PASSAGE GIVEN:
►

Some of my most fun and surprising adventures occur when I’m invited by–and traveling with– pianist/composer extraordinaire, Mike Del Ferro. This time we visited Sharjah, of the United Arab Emirates, and the Swedish Lapland.
Mike and and I traveled to the UAE as a quartet, together with two top musicians: bassist, Theo de Jong from the Netherlands and drummer, Bruno Castellucci from Belgium. We were set to perform at the Sharjah World Music Festival
In Sharjah we joined forces with two stellar musicians from India – Niladri Kumar on sitar and Vijay Ghate on tablas. That also meant that we sort of had a basic idea of the repertoire, but the specifics were not to be determined until our rehearsal and sound check together. That collaboration, with the combination of instruments (East meets West) made it a very exciting evening.
As it turned out, the European trio accompanied and improvised on Niladri’s compostions and the sitar and tabla improvised on our repertoire. It was tremendous fun–onstage and backstage!
The event took place at that beautiful Masrah Al Qasbah and we had a pretty good turnout of curious, but enthusiastic, music lovers. (Let’s face it, none of us what was going to be happening, so we were all on our toes.)
There was no time to really experience Sharjah as a tourist in our short two-day stay, but its location, on the Persian Gulf, made it a wonderfully warm and sunny place to be escaping to from Amsterdam’s gray and rainy January weather.

◄

WORK TO DO:
1 - Output the travel account above exactly as it appears from "Mike and and" up to and including "very exciting evening.".
2 - Answer these questions from the travel account above:
(a) What instrument did Niladri Kumar play?
(b) At what venue did the event take place?
(c) How long was the stay in Sharjah?

PROVIDED DATA:

►

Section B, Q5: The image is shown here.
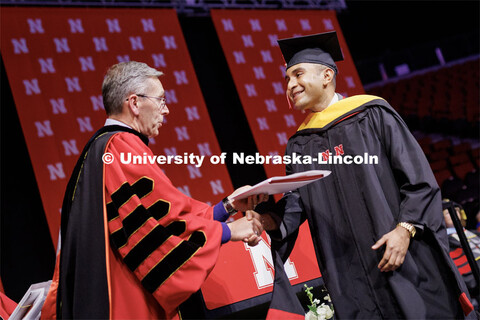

◄

ANSWERS TO THE PROBLEMS:
1 -
Mike and and I traveled to the UAE as a quartet, together with two top musicians: bassist, Theo de Jong from the Netherlands and drummer, Bruno Castellucci from Belgium. We were set to perform at the Sharjah World Music Festival
In Sharjah we joined forces with two stellar musicians from India – Niladri Kumar on sitar and Vijay Ghate on tablas. That also meant that we sort of had a basic idea of the repertoire, but the specifics were not to be determined until our rehearsal and sound check together. That collaboration, with the combination of instruments (East meets West) made it a very exciting evening.

2 -
(a) Sitar
(b) Masrah Al Qasbah
(c) Two days